EXERCISE PROMPT: Lines before the one with "Every instance of the segmented" are left out; return that line and all that follow it, exactly, through the end of the data.

DATA section start

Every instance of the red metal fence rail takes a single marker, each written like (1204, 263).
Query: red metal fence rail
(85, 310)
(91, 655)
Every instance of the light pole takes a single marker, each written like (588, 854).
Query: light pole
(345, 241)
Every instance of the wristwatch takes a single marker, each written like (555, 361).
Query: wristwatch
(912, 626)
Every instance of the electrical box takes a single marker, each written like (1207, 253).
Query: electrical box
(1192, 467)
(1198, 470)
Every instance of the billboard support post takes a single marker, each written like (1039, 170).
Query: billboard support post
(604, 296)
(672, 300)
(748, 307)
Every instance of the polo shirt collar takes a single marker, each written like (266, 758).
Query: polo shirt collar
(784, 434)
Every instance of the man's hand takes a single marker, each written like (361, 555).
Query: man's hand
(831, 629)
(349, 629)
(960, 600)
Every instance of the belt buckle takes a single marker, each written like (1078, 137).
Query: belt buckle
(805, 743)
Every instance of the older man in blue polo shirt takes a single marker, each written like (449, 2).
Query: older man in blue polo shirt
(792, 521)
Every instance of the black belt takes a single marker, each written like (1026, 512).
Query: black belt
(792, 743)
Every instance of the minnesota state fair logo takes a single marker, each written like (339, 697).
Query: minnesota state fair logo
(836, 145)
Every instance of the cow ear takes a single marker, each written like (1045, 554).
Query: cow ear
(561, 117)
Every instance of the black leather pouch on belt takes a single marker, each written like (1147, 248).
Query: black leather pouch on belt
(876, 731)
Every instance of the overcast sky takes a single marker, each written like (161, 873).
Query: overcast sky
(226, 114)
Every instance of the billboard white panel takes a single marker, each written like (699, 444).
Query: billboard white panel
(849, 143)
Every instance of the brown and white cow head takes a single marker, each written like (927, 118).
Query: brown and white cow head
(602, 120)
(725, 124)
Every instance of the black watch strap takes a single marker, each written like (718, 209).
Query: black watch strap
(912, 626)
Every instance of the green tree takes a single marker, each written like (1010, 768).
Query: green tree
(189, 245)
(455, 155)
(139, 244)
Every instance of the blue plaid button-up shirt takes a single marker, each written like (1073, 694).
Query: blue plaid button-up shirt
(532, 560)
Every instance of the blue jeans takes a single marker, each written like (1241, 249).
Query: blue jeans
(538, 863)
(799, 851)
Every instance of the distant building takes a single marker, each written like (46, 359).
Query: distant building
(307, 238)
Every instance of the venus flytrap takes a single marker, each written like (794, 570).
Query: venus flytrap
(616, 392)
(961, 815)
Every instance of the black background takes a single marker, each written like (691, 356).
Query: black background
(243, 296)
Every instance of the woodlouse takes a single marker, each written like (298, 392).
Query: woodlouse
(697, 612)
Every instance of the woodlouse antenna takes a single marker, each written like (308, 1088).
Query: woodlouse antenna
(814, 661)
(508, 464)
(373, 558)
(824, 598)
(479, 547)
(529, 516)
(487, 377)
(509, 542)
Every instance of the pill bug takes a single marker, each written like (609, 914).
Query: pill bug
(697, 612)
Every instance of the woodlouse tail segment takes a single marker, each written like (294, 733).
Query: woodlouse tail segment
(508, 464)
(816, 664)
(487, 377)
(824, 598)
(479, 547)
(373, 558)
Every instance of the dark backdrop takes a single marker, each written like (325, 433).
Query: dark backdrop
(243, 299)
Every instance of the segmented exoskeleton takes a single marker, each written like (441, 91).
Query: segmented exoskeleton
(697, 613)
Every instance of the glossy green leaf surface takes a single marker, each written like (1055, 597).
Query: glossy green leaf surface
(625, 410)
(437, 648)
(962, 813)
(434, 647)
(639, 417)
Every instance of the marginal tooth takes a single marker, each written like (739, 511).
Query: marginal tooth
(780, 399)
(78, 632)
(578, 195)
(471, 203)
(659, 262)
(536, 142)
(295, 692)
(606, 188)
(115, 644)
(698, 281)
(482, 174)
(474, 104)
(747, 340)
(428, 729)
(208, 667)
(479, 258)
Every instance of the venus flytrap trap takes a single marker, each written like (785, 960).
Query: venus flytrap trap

DATA section end

EXERCISE RESULT:
Every instance of the segmented exoskeleton takes a single marker, each written like (441, 91).
Query: segmented exoskeleton
(697, 613)
Every instance of the glossy green leaf surface takes a single marker, each written like (1055, 597).
Query: glossy green leaf surface
(625, 410)
(437, 648)
(962, 813)
(434, 647)
(639, 417)
Every instance of the marginal tooth takes a single marker, each written like (739, 511).
Query: marginal tooth
(780, 399)
(78, 632)
(578, 195)
(471, 203)
(659, 262)
(536, 142)
(295, 692)
(606, 188)
(115, 644)
(698, 281)
(482, 174)
(474, 104)
(747, 340)
(428, 729)
(208, 667)
(479, 258)
Every instance of the venus flytrap trap takes a single marker, each written like (785, 960).
Query: venus flytrap trap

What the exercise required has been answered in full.